## Texto para análise
******************************
Matheus participava de uma festa de aniversário de um colega, no Jardim Porto Seguro, quando três guardas municipais chegaram ao local para atender a uma denúncia de perturbação ao sossego. Na versão deles, o jovem já estava ferido e após prestarem os primeiros socorros, o encaminharam o Hospital Universitário, onde o londrinense acabou morrendo por não resistir aos ferimentos. Entretanto, testemunhas contestaram a versão dos guardas municipais e apontaram um deles como o autor dos disparos que feriram a vítima.

"A gente ficou sabendo que os guardas municipais teriam voltado à casa onde acontecia a festa e ameaçaram as pessoas que estavam lá para que não contassem sobre o que viram. Estamos com muito medo", afirmou uma das irmãs de Matheus durante o protesto que aconteceu na tarde de domingo. Ela contou que o irmão era um jovem trabalhador e sem nenhuma passagem pela polícia. "O Matheus era muito sorridente e tranquilo. Ele jamais se envolveu em brigas ou confusões. A gente recebeu com muita surpresa a notícia da morte dele. Está sendo muito difícil para toda a minha família lidar com toda essa situação", acrescentou.

Amigo de Matheus desde a infância, o estudante Teo Teodoro destacou que Matheus era muito estável emocionalmente. "Ele não tinha nenhum traço de revolta e era um jovem muito humilde. A gente estudava junto e jogava bola todas as semanas e nesses anos todos eu nunca vi ele brigando com ninguém. Acho quase impossível que ele tenha se envolvido em qualquer tipo de confusão na festa onde foi morto", ressaltou.

"Não respeitaram o Matheus, assim como não repeitaram a Marielle (Franco, ex-vereadora do Rio de Janeiro assassinada na semana passa), e não respeitam ninguém. A gente não pode usar boné, bermuda, correntes e roupas típicas da periferia que os policiais já chegam nos intimidando como se fossemos bandidos. Isso tem que acabar", afirmou outro amigo de Matheus que não quis se identificar por medo de represálias.


Contra a violência - Sob gritos de "Matheus, presente! Mariele, presente!", representantes de coletivos londrinenses reforçaram a importância da união da comunidade contra todos os atos de violência que têm acontecido na cidade. "A gente fica se questionando: será que se os guardas municipais tivessem sido chamados para atender a mesma ocorrência em um bairro de classe média alta eles teriam tido esse mesmo tipo de abordagem tão truculenta? É claro que não. Assim como a gente sabe que em qualquer circunstância, o negro é sempre visto como o principal suspeito, assim como aconteceu com o Matheus, que era negro. Que este caso sirva para a gente se unir de uma vez por todas contra esse estado de calamidade que vivemos", salientou Vanilda Rodrigues Pereira, representante do Coletivo do Movimento Negro de Londrina.

"Em menos de um ano, foram registradas cinco mortes envolvendo guardas municipais de Londrina. Será que não está na hora da secretaria de Defesa Social refletir sobre isso e pensar numa solução? Com o objetivo de acabar com esse tipo de ocorrência criamos hoje (18) na internet o abaixo-assinado 'Desarmem a Guarda Municipal de Londrina Já'. Quem tiver interesse em assiná-lo basta acessar o site avaaz.org", informou Carlos Santana, coordenador do Centro de Direitos Humanos de Londrina.
******************************
## Verifique sua compreensão
**1)** Liste tudo o que, segundo a reportagem, o amigo de Matheus que não quis se identificar diz que "a gente não pode usar".
**2)** Por favor, reproduza o trecho da reportagem que vai de "Contra a violência" até "Negro de Londrina.", inclusive.

## Material fornecido
******************************
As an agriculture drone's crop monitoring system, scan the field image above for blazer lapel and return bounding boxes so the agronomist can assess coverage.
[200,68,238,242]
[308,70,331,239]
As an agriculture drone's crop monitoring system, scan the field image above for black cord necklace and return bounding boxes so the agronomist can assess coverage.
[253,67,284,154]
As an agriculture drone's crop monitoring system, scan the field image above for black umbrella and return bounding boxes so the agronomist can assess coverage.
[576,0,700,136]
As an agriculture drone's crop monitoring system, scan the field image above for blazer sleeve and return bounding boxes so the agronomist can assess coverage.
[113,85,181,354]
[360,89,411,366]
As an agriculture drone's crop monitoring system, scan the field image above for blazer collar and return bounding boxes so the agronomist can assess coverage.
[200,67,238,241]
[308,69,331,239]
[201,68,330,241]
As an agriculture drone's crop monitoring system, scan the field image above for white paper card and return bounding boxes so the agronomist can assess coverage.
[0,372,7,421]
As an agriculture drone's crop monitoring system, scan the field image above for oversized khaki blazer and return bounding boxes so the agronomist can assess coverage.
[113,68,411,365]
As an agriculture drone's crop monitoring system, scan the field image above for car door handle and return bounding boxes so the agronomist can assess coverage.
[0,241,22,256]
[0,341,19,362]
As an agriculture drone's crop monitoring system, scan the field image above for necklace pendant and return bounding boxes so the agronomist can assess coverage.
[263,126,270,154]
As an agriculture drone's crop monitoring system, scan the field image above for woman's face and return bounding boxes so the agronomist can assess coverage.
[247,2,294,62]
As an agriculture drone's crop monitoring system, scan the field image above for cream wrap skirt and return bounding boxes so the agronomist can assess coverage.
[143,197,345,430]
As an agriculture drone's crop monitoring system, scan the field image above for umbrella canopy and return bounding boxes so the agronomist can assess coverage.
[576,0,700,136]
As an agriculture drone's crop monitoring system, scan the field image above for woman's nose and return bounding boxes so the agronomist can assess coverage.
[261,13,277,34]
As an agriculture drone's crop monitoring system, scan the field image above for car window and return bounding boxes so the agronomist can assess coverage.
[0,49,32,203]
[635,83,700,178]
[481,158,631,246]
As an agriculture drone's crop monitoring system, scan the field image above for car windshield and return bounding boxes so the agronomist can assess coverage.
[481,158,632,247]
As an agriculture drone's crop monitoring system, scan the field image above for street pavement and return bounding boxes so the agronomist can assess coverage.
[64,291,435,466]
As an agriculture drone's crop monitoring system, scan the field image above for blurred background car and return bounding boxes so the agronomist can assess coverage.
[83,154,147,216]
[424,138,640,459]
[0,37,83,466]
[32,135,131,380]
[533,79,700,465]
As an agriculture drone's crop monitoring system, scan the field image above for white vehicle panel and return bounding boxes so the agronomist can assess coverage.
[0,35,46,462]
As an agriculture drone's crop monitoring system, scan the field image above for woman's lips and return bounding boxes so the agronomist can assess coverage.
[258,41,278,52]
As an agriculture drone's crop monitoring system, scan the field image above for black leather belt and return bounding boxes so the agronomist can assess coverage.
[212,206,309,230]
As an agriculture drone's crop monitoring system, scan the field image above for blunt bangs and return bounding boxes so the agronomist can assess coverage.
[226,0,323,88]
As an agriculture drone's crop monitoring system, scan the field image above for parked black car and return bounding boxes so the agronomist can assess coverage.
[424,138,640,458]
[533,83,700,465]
******************************
## Respostas em ordem
**1)** Boné, bermuda, correntes e roupas típicas da periferia.

**2)**
Contra a violência - Sob gritos de "Matheus, presente! Mariele, presente!", representantes de coletivos londrinenses reforçaram a importância da união da comunidade contra todos os atos de violência que têm acontecido na cidade. "A gente fica se questionando: será que se os guardas municipais tivessem sido chamados para atender a mesma ocorrência em um bairro de classe média alta eles teriam tido esse mesmo tipo de abordagem tão truculenta? É claro que não. Assim como a gente sabe que em qualquer circunstância, o negro é sempre visto como o principal suspeito, assim como aconteceu com o Matheus, que era negro. Que este caso sirva para a gente se unir de uma vez por todas contra esse estado de calamidade que vivemos", salientou Vanilda Rodrigues Pereira, representante do Coletivo do Movimento Negro de Londrina.